Signal processing methods varied among studies and included the calculation of COM, COP, and raw acceleration through the measurements of RMS, the standard deviation, the maximum peak of displacement, maximum amplitude displacement, and sway area. All of these parameters can be applied in balance assessments [40]. One study used the raw acceleration data as a parameter to define stability, which is not a direct measurement of the position and is an unusual method to describe stability. A previous systematic review explored the best outcomes to assess standing balance and walking stability in subjects with Parkinson’s disease. The authors included 26 studies and defined “jerk” (the time derivative of acceleration) and trunk RMS acceleration as the most useful measures to differentiate patients from healthy controls [41].

It is important to highlight the use of two “gold standard” clinical devices to evaluate young individuals. One aimed a validation of measurement with a specific mobile software [28] concluding that the scores from the smartphone were consistent with the validated balance system. The other compared equilibrium scores [26] calculating the limits of agreement between the devices. The author concludes that mobile hardware provided data of sufficient precision and accuracy to quantify postural stability is a reasonable approach for in clinical and field environments. At the Quality Assessment Tool for Observational Cohort and Cross-Sectional Studies NIH-NHLBI, the studies ware ranked as “low quality” [28] and “moderate quality” [26], respectively. At the 10-point checklist for balance assessment protocols, they achieved “poorly detailed” [28] and “highly detailed” [26], respectively.

This systematic review presents some limitations that make challenging to state recommendations about the most appropriate protocol to assess balance using gadgets. The majority of studies included in this review did not provide sufficient information about their assessment protocols, which make difficult the reproducibility of the evaluation, the reliability of the results and limiting the judgment of the discriminatory power (accuracy) of studies to assess postural balance. The overall quality of studies included in this review was low to moderate using the methodological Quality Assessment Tool for Observational Cohort and Cross-Sectional Studies from the NHLBI, NIH weakening the consistency of the conclusions from the studies due to the lack of information on the internal and external validity and possible increase of risk of bias. It is also important to state that the 10-point checklist for balance assessment protocols used to assess the studies in this review is a custom developed tool and is not validated for its efficacy, although it was created based upon authors expertise and after a detailed discussion of the methods presented.

## Explore the material:
1. According to the balance assessment excerpt, how many studies did the earlier systematic review on Parkinson's disease include?
2. Rewrite the stretch of the balance assessment excerpt from "Signal processing methods" through "healthy controls [41].", swapping "healthy controls" for "control subjects".

## Extracted records:

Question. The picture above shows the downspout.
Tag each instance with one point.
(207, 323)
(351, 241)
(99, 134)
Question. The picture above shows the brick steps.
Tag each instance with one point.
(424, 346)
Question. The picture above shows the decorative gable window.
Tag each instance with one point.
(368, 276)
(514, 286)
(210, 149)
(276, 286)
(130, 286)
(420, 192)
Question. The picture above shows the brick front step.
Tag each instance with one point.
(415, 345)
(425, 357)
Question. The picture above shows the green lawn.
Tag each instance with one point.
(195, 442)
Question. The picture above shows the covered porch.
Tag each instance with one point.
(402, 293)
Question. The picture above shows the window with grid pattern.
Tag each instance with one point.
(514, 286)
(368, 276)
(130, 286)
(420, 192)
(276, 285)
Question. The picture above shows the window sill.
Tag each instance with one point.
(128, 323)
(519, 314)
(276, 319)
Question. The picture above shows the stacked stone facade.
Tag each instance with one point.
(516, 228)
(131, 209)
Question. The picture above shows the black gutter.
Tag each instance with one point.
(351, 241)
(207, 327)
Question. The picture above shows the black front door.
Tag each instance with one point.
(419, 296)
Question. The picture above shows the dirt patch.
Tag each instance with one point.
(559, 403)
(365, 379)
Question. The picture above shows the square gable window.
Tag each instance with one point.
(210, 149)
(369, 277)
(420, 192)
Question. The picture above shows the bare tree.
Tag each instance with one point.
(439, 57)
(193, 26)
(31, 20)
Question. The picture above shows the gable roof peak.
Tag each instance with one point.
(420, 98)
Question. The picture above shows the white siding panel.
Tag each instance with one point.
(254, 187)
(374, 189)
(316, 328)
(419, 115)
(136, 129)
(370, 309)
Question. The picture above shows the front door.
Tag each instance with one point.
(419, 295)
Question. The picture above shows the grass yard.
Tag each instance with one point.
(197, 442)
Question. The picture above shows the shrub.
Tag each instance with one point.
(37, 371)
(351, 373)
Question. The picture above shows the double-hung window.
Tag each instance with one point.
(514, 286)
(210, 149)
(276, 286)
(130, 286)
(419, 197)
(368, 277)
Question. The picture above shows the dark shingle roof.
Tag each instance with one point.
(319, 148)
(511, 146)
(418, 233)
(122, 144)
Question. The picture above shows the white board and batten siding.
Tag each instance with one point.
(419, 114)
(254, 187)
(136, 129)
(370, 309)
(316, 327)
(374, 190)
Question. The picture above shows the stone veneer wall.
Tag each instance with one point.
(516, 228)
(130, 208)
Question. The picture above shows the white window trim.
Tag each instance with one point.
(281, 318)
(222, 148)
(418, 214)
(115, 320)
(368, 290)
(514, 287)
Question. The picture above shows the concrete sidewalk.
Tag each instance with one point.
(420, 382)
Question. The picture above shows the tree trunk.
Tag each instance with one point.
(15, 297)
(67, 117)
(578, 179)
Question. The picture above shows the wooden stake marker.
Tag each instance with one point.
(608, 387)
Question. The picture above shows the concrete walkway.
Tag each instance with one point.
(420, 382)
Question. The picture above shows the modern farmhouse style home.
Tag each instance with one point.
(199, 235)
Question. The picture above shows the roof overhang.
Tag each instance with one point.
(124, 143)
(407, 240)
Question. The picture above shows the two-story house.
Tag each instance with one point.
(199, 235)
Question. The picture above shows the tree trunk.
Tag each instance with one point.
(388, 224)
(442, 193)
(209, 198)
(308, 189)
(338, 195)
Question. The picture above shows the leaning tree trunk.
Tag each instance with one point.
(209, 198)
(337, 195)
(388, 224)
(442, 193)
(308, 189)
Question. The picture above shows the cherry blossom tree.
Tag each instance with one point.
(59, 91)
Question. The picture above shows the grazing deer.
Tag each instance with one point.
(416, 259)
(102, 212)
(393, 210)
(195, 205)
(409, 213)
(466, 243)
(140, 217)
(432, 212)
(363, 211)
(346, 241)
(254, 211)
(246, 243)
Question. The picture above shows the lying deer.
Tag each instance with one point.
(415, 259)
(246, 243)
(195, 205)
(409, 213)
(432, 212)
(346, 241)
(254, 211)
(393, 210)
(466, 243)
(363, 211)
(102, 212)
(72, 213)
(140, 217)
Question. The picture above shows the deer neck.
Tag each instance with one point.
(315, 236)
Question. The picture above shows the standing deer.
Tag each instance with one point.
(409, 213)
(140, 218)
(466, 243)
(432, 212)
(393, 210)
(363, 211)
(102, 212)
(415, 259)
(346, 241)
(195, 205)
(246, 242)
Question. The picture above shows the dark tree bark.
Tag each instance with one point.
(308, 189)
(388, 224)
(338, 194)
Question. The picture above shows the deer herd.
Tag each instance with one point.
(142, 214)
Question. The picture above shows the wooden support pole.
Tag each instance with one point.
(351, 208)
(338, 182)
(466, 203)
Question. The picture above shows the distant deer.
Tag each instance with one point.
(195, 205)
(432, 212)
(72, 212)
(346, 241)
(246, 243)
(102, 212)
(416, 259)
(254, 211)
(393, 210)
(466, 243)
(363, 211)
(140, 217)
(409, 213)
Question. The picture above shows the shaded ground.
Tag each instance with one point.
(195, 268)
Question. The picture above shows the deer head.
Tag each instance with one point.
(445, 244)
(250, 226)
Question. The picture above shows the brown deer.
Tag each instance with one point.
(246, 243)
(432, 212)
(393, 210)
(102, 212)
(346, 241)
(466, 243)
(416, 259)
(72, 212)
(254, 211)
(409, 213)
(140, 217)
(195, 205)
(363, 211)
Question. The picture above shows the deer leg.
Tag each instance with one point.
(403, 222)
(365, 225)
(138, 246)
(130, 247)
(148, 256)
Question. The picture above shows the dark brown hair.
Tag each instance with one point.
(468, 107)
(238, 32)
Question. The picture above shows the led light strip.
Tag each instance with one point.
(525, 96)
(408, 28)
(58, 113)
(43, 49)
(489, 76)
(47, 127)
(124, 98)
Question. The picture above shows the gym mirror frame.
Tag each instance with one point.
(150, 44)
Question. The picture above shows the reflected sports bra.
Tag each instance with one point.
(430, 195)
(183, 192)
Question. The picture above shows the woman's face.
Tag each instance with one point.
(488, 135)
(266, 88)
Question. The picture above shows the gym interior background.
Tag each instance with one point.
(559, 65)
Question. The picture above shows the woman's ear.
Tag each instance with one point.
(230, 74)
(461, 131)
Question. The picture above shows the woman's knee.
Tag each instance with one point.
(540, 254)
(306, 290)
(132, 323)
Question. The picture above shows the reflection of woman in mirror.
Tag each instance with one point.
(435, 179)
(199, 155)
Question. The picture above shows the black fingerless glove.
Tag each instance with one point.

## Answers to the tasks:
1. It included 26 studies.

2.
Signal processing methods varied among studies and included the calculation of COM, COP, and raw acceleration through the measurements of RMS, the standard deviation, the maximum peak of displacement, maximum amplitude displacement, and sway area. All of these parameters can be applied in balance assessments [40]. One study used the raw acceleration data as a parameter to define stability, which is not a direct measurement of the position and is an unusual method to describe stability. A previous systematic review explored the best outcomes to assess standing balance and walking stability in subjects with Parkinson’s disease. The authors included 26 studies and defined “jerk” (the time derivative of acceleration) and trunk RMS acceleration as the most useful measures to differentiate patients from control subjects [41].